— CHALLENGE 1 —
Please count the lines of the rows below that contain the string "roof", matching case exactly, and give only the number.

— TEXT SEGMENT —
......

Is ageism the new glass ceiling?
We recently tuned in to Mary Beard’s BBC Radio 4 documentary ‘Glad to Be Grey’ which investigated society's pressures for women to conceal their age, including the 'issue' with grey hair.
During the programme it came to light that the proportion of women that colour their hair to conceal their grey has gone from 7% in the 1950s to a huge 75% today. That’s a considerable increase of women who are now covering up their grey in an effort to try and turn back the clock.
So, why is it there such a huge proportion of women today covering up their grey? As Mary discovers in her investigations, ageing successfully is synonymous with ageing without appearing to do so. While men with white or grey hair are ‘silver foxes’ and ‘wise’, women with white or grey hair are seen to have ‘let themselves go’ and are ‘witchy’.

......

— CHALLENGE 2 —
Revise the passage on ageism from "Is ageism the" to "and are ‘witchy’.", putting "broadcast" in place of "documentary".

......

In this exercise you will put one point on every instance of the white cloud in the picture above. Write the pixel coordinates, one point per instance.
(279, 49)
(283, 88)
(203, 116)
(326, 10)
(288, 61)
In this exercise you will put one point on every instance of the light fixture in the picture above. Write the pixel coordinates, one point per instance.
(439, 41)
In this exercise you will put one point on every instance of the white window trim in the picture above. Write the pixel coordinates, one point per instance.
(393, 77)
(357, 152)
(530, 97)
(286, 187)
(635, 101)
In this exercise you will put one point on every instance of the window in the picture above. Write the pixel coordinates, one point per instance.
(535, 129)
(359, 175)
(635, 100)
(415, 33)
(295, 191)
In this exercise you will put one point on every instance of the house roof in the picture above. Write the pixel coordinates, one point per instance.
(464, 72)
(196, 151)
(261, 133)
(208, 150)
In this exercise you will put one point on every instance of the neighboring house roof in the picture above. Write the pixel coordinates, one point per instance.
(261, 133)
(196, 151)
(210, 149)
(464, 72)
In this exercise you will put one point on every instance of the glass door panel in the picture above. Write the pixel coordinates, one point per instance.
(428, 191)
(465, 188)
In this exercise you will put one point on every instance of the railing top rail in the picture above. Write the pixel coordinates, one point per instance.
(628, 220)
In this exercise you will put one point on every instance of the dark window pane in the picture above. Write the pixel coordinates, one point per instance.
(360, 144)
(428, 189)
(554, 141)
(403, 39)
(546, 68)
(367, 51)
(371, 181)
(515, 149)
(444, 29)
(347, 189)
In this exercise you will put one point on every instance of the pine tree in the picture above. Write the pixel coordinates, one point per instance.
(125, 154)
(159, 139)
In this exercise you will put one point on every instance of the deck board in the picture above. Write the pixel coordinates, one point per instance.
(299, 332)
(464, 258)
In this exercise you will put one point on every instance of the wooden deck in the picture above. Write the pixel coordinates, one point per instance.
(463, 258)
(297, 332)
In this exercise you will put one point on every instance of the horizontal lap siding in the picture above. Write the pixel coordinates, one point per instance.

......

— PROBLEM SOLUTION 1 —
2

— PROBLEM SOLUTION 2 —
Is ageism the new glass ceiling?
We recently tuned in to Mary Beard’s BBC Radio 4 broadcast ‘Glad to Be Grey’ which investigated society's pressures for women to conceal their age, including the 'issue' with grey hair.
During the programme it came to light that the proportion of women that colour their hair to conceal their grey has gone from 7% in the 1950s to a huge 75% today. That’s a considerable increase of women who are now covering up their grey in an effort to try and turn back the clock.
So, why is it there such a huge proportion of women today covering up their grey? As Mary discovers in her investigations, ageing successfully is synonymous with ageing without appearing to do so. While men with white or grey hair are ‘silver foxes’ and ‘wise’, women with white or grey hair are seen to have ‘let themselves go’ and are ‘witchy’.